Reporter: Rashif Usman | Editor: Avanty Nurdiana
KONTAN.CO.ID - JAKARTA. Rencana kembalinya kebijakan quantitative easing (QE) oleh bank sentral Amerika Serikat (AS) pada tahun 2026 berpotensi menjadi katalis kuat bagi pergerakan pasar saham global.
Pengamat Pasar Modal Reydi Octa mengatakan apabila kebijakan ini benar-benar diterapkan, aset berisiko seperti saham diperkirakan mendapat angin segar.
Kebijakan QE akan mengubah perilaku investor, karena perbankan dan institusi akan memegang dana lebih hasil dari suntikan Bank sentral melalui obligasi, "Sehingga dana tersebut harus ditempatkan di instrumen yang memberikan imbal hasil yang biasanya lari ke saham," kata Reydi kepada Kontan, Jumat (19/12/2025).
Baca Juga: IHSG Terkoreksi 0,59% Sepekan, Simak Review Pergerakannya
Namun demikian, penguatan tidak akan terjadi secara merata. Saham-saham dengan fundamental kuat dan likuiditas besar, yang lazim menjadi sasaran akumulasi investor asing.
Pengalaman masa lalu menunjukkan dampak QE terhadap pasar saham tidak bersifat jangka pendek. Pasca krisis keuangan global 2008, kebijakan QE memberikan dorongan signifikan bagi indeks saham dunia yang mencatatkan tren kenaikan selama bertahun-tahun. Lonjakan tersebut ditopang oleh derasnya aliran dana global yang mencari imbal hasil lebih tinggi di tengah suku bunga rendah.
Meski begitu, kondisi saat ini memiliki perbedaan mendasar dibandingkan periode pasca krisis 2008. Saat itu, QE dilakukan setelah pasar saham mengalami kejatuhan tajam sehingga valuasi berada di level sangat murah.
Sementara pada tahun 2026, pasar tidak berada dalam kondisi krisis serupa. Oleh karena itu, meskipun dampak QE diperkirakan tetap positif, pengaruhnya terhadap pasar saham kemungkinan tidak akan signifikan seperti setelah krisis global 2008.
Bagi pasar saham domestik, khususnya Indeks Harga Saham Gabungan (IHSG), kebijakan QE dari AS berpotensi memicu kembali arus dana asing ke pasar negara berkembang, termasuk Indonesia. Syarat utamanya adalah terjaganya stabilitas makroekonomi.
Baca Juga: Finex Menandai Ulang Tahunnya yang ke-13 dengan Gala Dinner
"Saham yang paling berpotensi terpapar sentimen ini adalah perbankan besar karena likuiditas besarnya yang biasa menjadi incaran asing," ujar Reydi.
__________
▶ [Tugas Tertulis a]:
Skalakan ulang bagian daftar yang dimulai dengan baris yang memuat "of the stony" dan diakhiri dengan baris yang memuat "MULTIPOLYGON (((110 48, 104", kedua baris itu termasuk: tulis ulang seluruh barisnya secara utuh, tetapi kalikan setiap koordinat dalam jawaban dengan 2, lalu bulatkan ke bilangan bulat dengan nilai setengah dibulatkan ke atas. Jangan sertakan gambar dalam hasil Anda.
Teks dan daftar ini tidak saling berkaitan.

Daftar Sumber
__________
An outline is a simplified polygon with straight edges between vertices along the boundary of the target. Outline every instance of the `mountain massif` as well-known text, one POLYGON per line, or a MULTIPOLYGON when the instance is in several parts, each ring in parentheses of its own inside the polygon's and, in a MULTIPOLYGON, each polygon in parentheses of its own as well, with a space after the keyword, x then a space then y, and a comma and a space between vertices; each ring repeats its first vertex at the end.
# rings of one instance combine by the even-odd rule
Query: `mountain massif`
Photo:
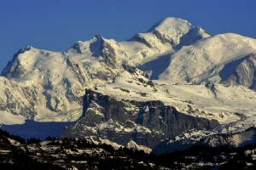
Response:
POLYGON ((157 154, 241 146, 255 140, 255 54, 253 38, 172 17, 123 42, 29 46, 1 73, 0 122, 73 122, 59 137, 157 154))

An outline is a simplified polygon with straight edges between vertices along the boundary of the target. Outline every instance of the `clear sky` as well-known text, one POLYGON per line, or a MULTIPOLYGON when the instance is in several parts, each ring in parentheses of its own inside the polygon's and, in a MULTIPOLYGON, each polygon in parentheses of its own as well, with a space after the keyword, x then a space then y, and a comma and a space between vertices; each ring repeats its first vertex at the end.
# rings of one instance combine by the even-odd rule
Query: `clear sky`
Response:
POLYGON ((255 0, 1 0, 0 72, 20 48, 67 51, 96 34, 124 41, 173 16, 212 36, 256 38, 255 0))

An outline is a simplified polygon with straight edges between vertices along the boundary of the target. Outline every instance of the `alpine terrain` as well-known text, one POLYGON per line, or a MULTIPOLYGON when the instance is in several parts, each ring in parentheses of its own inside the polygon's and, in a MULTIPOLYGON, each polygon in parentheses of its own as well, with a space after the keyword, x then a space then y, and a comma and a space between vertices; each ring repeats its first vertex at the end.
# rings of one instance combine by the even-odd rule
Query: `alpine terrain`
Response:
POLYGON ((256 141, 255 71, 256 39, 169 17, 124 42, 21 48, 1 73, 0 122, 156 154, 243 146, 256 141))

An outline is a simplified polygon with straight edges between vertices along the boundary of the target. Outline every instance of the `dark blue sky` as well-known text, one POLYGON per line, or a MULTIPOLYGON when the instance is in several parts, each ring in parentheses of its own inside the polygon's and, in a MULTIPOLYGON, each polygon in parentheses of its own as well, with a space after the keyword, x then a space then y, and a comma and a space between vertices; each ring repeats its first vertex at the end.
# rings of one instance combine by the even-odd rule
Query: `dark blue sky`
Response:
POLYGON ((123 41, 169 16, 212 36, 233 32, 256 38, 255 7, 255 0, 1 0, 0 72, 23 47, 67 51, 95 34, 123 41))

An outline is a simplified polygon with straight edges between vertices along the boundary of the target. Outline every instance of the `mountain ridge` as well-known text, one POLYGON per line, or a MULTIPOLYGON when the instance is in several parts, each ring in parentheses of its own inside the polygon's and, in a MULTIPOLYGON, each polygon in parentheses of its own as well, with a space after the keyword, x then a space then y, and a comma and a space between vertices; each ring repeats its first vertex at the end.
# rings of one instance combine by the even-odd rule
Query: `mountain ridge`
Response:
MULTIPOLYGON (((90 104, 91 107, 84 107, 84 96, 88 95, 85 88, 109 96, 116 101, 116 107, 122 105, 121 101, 131 105, 135 101, 145 103, 148 106, 147 102, 160 101, 162 105, 174 108, 186 117, 177 122, 176 130, 179 133, 191 130, 188 128, 190 122, 188 117, 205 122, 214 120, 219 126, 232 123, 252 117, 255 111, 255 39, 233 33, 211 37, 202 28, 173 17, 127 41, 116 42, 96 35, 88 41, 75 42, 66 52, 28 46, 19 50, 1 73, 4 77, 0 78, 0 114, 5 117, 2 123, 15 123, 8 122, 8 115, 20 124, 26 119, 77 122, 79 118, 80 122, 91 123, 84 117, 90 120, 95 116, 97 123, 94 127, 98 129, 86 132, 87 137, 95 135, 95 132, 106 133, 99 120, 109 113, 93 110, 102 107, 96 100, 90 104)), ((156 113, 148 116, 154 117, 154 122, 151 118, 143 122, 138 121, 144 116, 137 110, 142 108, 137 107, 133 112, 138 118, 130 121, 132 125, 141 126, 147 133, 148 127, 164 127, 161 124, 164 116, 155 118, 156 113)), ((164 110, 160 111, 163 114, 164 110)), ((112 115, 119 114, 113 111, 112 115)), ((118 116, 122 123, 128 121, 125 115, 118 116)), ((74 125, 79 128, 73 128, 67 134, 79 133, 79 137, 84 134, 81 132, 86 128, 83 129, 79 121, 74 125)), ((104 121, 106 124, 109 120, 104 118, 104 121)), ((160 129, 157 132, 162 136, 168 133, 160 129)), ((112 133, 122 135, 119 131, 112 133)), ((149 133, 148 137, 157 141, 154 144, 143 141, 142 139, 147 139, 144 134, 139 139, 125 139, 123 143, 117 142, 117 138, 111 135, 102 139, 125 145, 134 145, 135 142, 142 147, 153 148, 160 140, 170 138, 167 135, 156 139, 149 133)), ((101 133, 97 135, 98 141, 101 133)))

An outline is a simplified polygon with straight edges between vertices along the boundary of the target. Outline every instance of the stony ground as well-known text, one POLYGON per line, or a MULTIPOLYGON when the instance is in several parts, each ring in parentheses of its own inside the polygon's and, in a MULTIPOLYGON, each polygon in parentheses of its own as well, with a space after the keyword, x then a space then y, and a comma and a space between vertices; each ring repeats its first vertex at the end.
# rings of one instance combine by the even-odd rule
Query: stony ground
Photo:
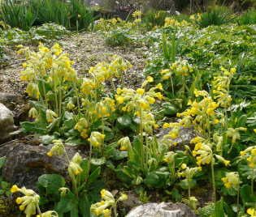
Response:
MULTIPOLYGON (((110 48, 104 43, 104 36, 97 32, 66 35, 59 41, 63 52, 69 53, 69 57, 74 61, 74 68, 80 77, 88 76, 90 66, 102 61, 111 62, 112 55, 117 54, 127 59, 133 66, 124 75, 124 85, 127 87, 138 87, 144 78, 142 70, 145 59, 141 58, 139 49, 115 47, 110 48)), ((48 47, 54 44, 46 45, 48 47)), ((31 49, 37 51, 37 45, 27 44, 31 49)), ((24 94, 26 83, 20 77, 23 70, 22 65, 26 61, 24 55, 18 55, 15 45, 8 45, 4 49, 4 53, 9 57, 2 63, 0 61, 0 92, 24 94)), ((121 81, 115 81, 115 86, 121 81)))

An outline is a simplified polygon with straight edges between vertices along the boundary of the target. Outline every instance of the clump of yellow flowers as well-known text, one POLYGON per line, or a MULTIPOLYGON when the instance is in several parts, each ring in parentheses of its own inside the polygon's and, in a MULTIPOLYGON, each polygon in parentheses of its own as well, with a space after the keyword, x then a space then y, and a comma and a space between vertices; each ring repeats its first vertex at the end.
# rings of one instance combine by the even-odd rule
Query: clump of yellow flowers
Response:
POLYGON ((125 194, 122 194, 116 201, 112 194, 108 190, 102 189, 101 191, 102 201, 94 203, 91 206, 90 213, 95 213, 97 216, 103 215, 104 217, 110 217, 114 210, 114 216, 117 217, 116 205, 119 201, 124 201, 128 199, 125 194))
POLYGON ((51 216, 57 216, 58 214, 55 211, 47 211, 45 213, 41 213, 39 208, 39 200, 40 196, 37 194, 32 189, 27 189, 25 187, 22 187, 20 189, 17 185, 13 185, 11 189, 11 193, 20 192, 25 196, 21 198, 17 198, 16 202, 20 204, 20 210, 24 211, 26 214, 26 217, 30 217, 32 215, 36 215, 37 210, 39 215, 37 217, 51 217, 51 216))

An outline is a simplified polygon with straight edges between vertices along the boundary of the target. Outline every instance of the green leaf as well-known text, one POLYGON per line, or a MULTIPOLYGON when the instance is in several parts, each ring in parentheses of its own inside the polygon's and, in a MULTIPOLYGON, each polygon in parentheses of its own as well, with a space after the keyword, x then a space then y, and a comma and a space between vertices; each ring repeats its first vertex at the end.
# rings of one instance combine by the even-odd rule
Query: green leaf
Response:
__________
▶ [Tugas Tertulis b]:
Menurut artikel tentang kebijakan quantitative easing, mengapa dampak QE terhadap pasar saham pada tahun 2026 diperkirakan tidak akan sesignifikan dampaknya setelah krisis global 2008?

▶ [Hasil Tugas a]:
An outline is a simplified polygon with straight edges between vertices along the boundary of the target. Outline every instance of the stony ground as well-known text, one POLYGON per line, or a MULTIPOLYGON when the instance is in several parts, each ring in parentheses of its own inside the polygon's and, in a MULTIPOLYGON, each polygon in parentheses of its own as well, with a space after the keyword, x then a space then y, and a comma and a space between vertices; each ring repeats its first vertex at the end.
# rings of one instance combine by the even-odd rule
Query: stony ground
Photo:
Response:
MULTIPOLYGON (((220 96, 208 86, 208 72, 194 64, 132 70, 118 82, 126 104, 138 106, 138 114, 148 122, 148 136, 160 154, 176 152, 180 132, 204 122, 222 124, 224 110, 234 108, 254 118, 266 132, 248 150, 248 170, 254 174, 276 174, 288 156, 284 140, 290 118, 282 116, 278 98, 230 94, 220 96)), ((96 94, 108 88, 92 90, 96 94)), ((62 98, 74 102, 74 90, 54 88, 62 98)), ((48 188, 52 166, 40 154, 46 140, 44 130, 52 122, 48 110, 36 110, 30 90, 16 90, 8 98, 8 106, 18 114, 4 126, 0 122, 0 184, 48 188)), ((242 162, 230 162, 230 172, 242 162)))

▶ [Hasil Tugas b]:
Setelah krisis 2008, QE dilakukan ketika pasar saham baru mengalami kejatuhan tajam, sehingga valuasi berada di level sangat murah. Pada tahun 2026, pasar tidak berada dalam kondisi krisis serupa. Karena itu, dampak QE diperkirakan tetap positif, tetapi pengaruhnya kemungkinan tidak sebesar pada periode tersebut.